┌────────
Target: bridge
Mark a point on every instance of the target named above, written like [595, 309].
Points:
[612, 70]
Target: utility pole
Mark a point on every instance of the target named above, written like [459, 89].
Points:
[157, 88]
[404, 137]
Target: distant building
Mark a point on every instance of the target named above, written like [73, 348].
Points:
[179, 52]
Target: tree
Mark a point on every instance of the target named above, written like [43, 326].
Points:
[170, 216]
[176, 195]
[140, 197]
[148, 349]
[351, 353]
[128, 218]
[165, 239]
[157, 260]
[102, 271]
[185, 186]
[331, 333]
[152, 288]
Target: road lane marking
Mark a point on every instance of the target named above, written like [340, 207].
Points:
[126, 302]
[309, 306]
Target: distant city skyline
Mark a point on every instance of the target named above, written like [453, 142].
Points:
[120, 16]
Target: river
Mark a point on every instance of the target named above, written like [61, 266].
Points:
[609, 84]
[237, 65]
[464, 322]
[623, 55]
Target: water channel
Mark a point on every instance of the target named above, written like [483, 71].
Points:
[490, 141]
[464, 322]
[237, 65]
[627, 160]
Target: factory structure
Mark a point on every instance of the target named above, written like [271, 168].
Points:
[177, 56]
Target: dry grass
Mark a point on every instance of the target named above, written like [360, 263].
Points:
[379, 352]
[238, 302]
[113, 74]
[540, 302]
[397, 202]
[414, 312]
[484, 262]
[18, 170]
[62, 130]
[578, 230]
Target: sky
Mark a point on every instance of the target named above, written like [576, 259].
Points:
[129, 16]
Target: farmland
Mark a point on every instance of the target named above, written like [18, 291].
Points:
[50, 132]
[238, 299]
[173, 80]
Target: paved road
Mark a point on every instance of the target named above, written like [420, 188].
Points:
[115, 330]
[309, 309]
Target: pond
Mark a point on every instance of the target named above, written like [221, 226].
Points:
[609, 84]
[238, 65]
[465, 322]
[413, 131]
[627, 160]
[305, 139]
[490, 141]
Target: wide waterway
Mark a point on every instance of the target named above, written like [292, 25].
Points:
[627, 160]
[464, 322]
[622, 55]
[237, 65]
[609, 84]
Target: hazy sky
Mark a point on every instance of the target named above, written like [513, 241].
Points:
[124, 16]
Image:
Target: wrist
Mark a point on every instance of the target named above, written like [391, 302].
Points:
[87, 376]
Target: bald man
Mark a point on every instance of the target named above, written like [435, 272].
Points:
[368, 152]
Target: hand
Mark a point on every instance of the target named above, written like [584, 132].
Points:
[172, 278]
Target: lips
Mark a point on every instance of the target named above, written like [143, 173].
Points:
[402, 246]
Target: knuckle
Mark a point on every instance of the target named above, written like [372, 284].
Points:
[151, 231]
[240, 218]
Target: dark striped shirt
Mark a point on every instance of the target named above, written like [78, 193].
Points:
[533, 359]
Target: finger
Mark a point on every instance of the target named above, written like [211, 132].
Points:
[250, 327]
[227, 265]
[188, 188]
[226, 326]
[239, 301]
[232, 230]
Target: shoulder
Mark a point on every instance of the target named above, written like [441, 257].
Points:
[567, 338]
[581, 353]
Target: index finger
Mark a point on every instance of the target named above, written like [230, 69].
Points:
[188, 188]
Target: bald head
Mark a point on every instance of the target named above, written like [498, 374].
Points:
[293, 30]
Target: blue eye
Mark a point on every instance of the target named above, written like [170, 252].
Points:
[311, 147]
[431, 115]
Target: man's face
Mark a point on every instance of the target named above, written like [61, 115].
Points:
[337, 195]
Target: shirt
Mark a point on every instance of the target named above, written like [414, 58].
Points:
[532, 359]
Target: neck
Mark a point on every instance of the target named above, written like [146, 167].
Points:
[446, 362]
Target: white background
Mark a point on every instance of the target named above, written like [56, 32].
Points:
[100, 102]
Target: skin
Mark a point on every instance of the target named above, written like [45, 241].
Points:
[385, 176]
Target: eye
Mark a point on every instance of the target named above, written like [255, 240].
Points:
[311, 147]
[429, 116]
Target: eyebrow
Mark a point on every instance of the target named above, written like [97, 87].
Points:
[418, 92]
└────────
Repeat word for word the stretch of the data from the line containing "Target: man's face" through the last line of the data.

Target: man's face
Mark a point on every instance of the target named above, written like [61, 115].
Points:
[337, 195]
Target: shirt
Mark a point on every instance of the target named above, written like [414, 58].
Points:
[532, 359]
Target: neck
Mark a point on every instance of the target named above, written like [146, 167].
Points:
[446, 362]
Target: white background
Mark a point on every instance of the target named above, written like [56, 32].
Points:
[100, 102]
Target: skin
Mark a point on every instance of the target named above, written like [45, 241].
Points:
[385, 176]
Target: eye
Mark a point on every instance of the target named above, written like [255, 240].
Points:
[311, 147]
[429, 116]
Target: eyebrow
Mark a point on every instance of the target named above, written like [97, 87].
Points:
[418, 92]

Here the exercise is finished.